Problem description
Nothing should change. Output the data exactly.

Given entries
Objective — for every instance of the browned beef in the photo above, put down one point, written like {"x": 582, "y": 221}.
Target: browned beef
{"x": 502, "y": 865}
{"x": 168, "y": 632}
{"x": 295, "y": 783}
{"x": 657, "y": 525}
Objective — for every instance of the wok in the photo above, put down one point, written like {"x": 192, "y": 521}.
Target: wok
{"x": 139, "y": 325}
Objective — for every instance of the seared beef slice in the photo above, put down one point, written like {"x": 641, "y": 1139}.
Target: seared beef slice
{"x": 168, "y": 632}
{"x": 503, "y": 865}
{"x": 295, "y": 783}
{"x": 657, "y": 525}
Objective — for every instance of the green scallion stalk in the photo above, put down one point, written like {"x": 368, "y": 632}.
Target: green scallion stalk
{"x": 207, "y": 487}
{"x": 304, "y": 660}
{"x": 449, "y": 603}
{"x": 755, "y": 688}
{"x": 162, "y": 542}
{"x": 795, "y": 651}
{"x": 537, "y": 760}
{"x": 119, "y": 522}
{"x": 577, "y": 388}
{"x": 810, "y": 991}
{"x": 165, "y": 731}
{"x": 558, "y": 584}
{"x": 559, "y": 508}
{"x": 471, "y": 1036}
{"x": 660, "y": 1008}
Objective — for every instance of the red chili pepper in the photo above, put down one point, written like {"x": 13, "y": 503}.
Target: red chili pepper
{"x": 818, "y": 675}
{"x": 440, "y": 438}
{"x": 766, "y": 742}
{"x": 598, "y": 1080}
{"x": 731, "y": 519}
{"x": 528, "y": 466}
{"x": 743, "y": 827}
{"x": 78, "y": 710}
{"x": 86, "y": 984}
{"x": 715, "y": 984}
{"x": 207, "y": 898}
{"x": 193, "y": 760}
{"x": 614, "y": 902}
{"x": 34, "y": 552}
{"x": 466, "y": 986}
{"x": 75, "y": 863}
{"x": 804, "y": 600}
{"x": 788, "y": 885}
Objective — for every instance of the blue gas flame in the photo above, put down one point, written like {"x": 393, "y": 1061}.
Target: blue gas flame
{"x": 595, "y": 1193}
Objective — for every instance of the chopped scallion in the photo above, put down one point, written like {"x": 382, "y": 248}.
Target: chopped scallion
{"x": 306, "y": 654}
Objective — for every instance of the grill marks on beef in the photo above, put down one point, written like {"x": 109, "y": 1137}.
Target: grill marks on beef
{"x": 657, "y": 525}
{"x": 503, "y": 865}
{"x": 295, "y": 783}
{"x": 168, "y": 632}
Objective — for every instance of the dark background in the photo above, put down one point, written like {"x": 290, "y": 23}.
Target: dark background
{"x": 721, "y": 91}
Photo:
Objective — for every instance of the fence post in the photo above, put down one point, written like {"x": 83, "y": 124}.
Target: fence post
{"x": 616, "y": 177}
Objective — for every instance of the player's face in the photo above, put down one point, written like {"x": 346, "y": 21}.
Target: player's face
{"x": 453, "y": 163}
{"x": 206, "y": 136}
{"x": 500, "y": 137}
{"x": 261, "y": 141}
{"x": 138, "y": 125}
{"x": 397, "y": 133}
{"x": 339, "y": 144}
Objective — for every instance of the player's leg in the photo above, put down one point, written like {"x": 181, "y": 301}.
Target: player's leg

Output of the task
Objective — for every instance of the browned beef in the photo above, put down one point, written like {"x": 582, "y": 221}.
Target: browned beef
{"x": 502, "y": 865}
{"x": 168, "y": 632}
{"x": 295, "y": 783}
{"x": 657, "y": 525}
Objective — for every instance of the wok in the photo above, put down one point, written like {"x": 192, "y": 521}.
Target: wok
{"x": 139, "y": 325}
Objective — for every instance of the seared beef slice in the photo above, put down one point, written like {"x": 641, "y": 1139}.
Target: seared beef slice
{"x": 168, "y": 632}
{"x": 503, "y": 865}
{"x": 295, "y": 783}
{"x": 657, "y": 525}
Objective — for every instance of the green scallion stalk in the photo above, put down one point, written like {"x": 368, "y": 632}.
Target: green scallion stalk
{"x": 207, "y": 487}
{"x": 304, "y": 660}
{"x": 449, "y": 603}
{"x": 755, "y": 688}
{"x": 162, "y": 542}
{"x": 795, "y": 651}
{"x": 537, "y": 760}
{"x": 119, "y": 522}
{"x": 577, "y": 388}
{"x": 810, "y": 991}
{"x": 165, "y": 731}
{"x": 558, "y": 584}
{"x": 559, "y": 508}
{"x": 471, "y": 1036}
{"x": 660, "y": 1008}
Objective — for every instance of the red chili pepper in the photo above, put down one point, written like {"x": 13, "y": 503}.
Target: red chili pepper
{"x": 818, "y": 675}
{"x": 440, "y": 438}
{"x": 766, "y": 742}
{"x": 598, "y": 1080}
{"x": 731, "y": 519}
{"x": 528, "y": 466}
{"x": 743, "y": 827}
{"x": 78, "y": 710}
{"x": 86, "y": 984}
{"x": 715, "y": 984}
{"x": 207, "y": 898}
{"x": 193, "y": 760}
{"x": 614, "y": 902}
{"x": 34, "y": 552}
{"x": 466, "y": 986}
{"x": 75, "y": 863}
{"x": 804, "y": 600}
{"x": 788, "y": 885}
Objective — for every instance of the blue gas flame in the photo above, put down one point, written like {"x": 393, "y": 1061}.
Target: blue gas flame
{"x": 595, "y": 1193}
Objective — for every instance of the chopped scallion in the photo above, put down one point, written like {"x": 382, "y": 248}.
Target: chopped scallion
{"x": 306, "y": 654}
Objective — for every instance of the grill marks on beef in the photo above, put down one point, written like {"x": 109, "y": 1137}.
Target: grill marks on beef
{"x": 657, "y": 525}
{"x": 503, "y": 865}
{"x": 295, "y": 783}
{"x": 168, "y": 632}
Objective — for every instance of the dark background in the photo above, put down one point, written like {"x": 290, "y": 23}.
Target: dark background
{"x": 721, "y": 91}
Photo:
Objective — for every instance of the fence post in the photo above, put down one point, written like {"x": 83, "y": 124}.
Target: fence post
{"x": 616, "y": 177}
Objective — for every instance of the player's face in the photo above, put down one point, written like {"x": 346, "y": 21}.
Target: player's face
{"x": 453, "y": 163}
{"x": 206, "y": 136}
{"x": 500, "y": 137}
{"x": 261, "y": 141}
{"x": 138, "y": 125}
{"x": 397, "y": 133}
{"x": 339, "y": 144}
Objective — for every instance of the player's leg in the photo above, put down one point, written like {"x": 181, "y": 301}.
Target: player's leg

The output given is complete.